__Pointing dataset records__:
•••
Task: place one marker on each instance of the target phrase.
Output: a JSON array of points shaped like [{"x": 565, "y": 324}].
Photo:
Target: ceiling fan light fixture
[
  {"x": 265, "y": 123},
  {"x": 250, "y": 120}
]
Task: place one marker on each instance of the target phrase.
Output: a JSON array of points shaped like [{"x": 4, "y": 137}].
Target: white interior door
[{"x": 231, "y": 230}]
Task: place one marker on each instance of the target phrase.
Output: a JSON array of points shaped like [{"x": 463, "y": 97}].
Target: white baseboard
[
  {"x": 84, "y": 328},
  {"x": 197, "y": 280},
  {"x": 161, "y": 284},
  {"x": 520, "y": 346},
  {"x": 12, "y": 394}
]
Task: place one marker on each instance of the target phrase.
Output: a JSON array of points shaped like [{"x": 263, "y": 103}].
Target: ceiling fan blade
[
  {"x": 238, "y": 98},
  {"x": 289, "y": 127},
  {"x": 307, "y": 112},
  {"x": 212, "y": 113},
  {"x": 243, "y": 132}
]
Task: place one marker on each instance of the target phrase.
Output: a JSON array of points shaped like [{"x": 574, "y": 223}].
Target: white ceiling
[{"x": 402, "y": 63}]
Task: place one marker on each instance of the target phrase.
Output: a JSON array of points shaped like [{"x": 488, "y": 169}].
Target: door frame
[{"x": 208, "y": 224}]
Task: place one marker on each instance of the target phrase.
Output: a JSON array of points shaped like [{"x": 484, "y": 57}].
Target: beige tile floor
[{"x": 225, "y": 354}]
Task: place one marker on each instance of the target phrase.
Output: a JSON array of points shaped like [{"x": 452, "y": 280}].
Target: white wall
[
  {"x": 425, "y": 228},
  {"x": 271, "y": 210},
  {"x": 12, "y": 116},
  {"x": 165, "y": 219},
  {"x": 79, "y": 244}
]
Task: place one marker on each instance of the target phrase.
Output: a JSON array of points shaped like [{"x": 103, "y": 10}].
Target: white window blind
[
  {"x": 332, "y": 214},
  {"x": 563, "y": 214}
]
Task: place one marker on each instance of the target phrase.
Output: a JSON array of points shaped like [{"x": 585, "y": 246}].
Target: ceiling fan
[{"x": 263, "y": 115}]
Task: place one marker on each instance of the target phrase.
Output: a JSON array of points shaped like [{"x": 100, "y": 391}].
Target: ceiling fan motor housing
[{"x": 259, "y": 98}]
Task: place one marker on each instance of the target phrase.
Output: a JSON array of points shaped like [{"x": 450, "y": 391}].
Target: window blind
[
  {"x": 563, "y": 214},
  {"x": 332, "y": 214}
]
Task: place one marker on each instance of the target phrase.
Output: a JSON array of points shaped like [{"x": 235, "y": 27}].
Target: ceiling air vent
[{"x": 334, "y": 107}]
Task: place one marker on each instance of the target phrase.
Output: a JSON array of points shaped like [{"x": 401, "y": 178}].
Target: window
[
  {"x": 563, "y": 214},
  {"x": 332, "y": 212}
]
•••
__WHAT IS ASKED__:
Extract all the entries word for word.

__TASK ANSWER__:
Task: place one marker on each instance of the target phrase.
Output: a JSON array of points shaped like [{"x": 565, "y": 324}].
Photo:
Target: ceiling fan light fixture
[
  {"x": 265, "y": 123},
  {"x": 250, "y": 120}
]
Task: place one marker on each instance of the target phrase.
Output: a JSON array of points shaped like [{"x": 4, "y": 137}].
Target: white interior door
[{"x": 231, "y": 230}]
Task: place one marker on each instance of the target phrase.
Output: a JSON array of points shaped like [{"x": 463, "y": 97}].
Target: white baseboard
[
  {"x": 84, "y": 328},
  {"x": 197, "y": 280},
  {"x": 161, "y": 284},
  {"x": 520, "y": 346},
  {"x": 12, "y": 394}
]
Task: place one marker on each instance of the target phrase.
Output: a JSON array of points shaped like [{"x": 263, "y": 103}].
Target: ceiling fan blade
[
  {"x": 238, "y": 98},
  {"x": 289, "y": 127},
  {"x": 307, "y": 112},
  {"x": 212, "y": 113},
  {"x": 243, "y": 132}
]
Task: place one marker on each instance of the target phrase.
Output: a JSON array of points shaped like [{"x": 574, "y": 223}].
Target: white ceiling
[{"x": 402, "y": 63}]
Task: place one marker on each instance of the target phrase.
Output: a JSON array of points shaped like [{"x": 488, "y": 169}].
Target: door frame
[{"x": 208, "y": 224}]
Task: place one marker on each instance of the target phrase.
Output: a JSON array of points shaped like [{"x": 484, "y": 57}].
Target: beige tile floor
[{"x": 225, "y": 354}]
Task: place one marker on each instance of the target phrase.
Output: a JSON array of points shaped like [{"x": 452, "y": 280}].
Target: white wall
[
  {"x": 425, "y": 228},
  {"x": 271, "y": 210},
  {"x": 12, "y": 116},
  {"x": 165, "y": 219},
  {"x": 79, "y": 244}
]
Task: place one marker on each instance of the target phrase.
Output: a JSON array of points shaped like [{"x": 103, "y": 10}].
Target: white window blind
[
  {"x": 332, "y": 214},
  {"x": 563, "y": 214}
]
Task: place one marker on each instance of the target phrase.
Output: a JSON array of points shaped like [{"x": 585, "y": 246}].
Target: ceiling fan
[{"x": 263, "y": 115}]
Task: place one marker on each instance of the target phrase.
Output: a JSON array of points shaped like [{"x": 100, "y": 391}].
Target: ceiling fan motor housing
[{"x": 259, "y": 98}]
Task: place one marker on each instance of the target phrase.
Output: a JSON array of points shaped like [{"x": 450, "y": 391}].
Target: window blind
[
  {"x": 563, "y": 214},
  {"x": 332, "y": 214}
]
Task: place one marker on each instance of the target phrase.
Output: a JSON array of points shaped like [{"x": 235, "y": 27}].
Target: ceiling air vent
[{"x": 334, "y": 107}]
Task: place one marker on each instance of the target phrase.
Output: a JSON array of points shaped like [{"x": 401, "y": 178}].
Target: window
[
  {"x": 563, "y": 214},
  {"x": 332, "y": 212}
]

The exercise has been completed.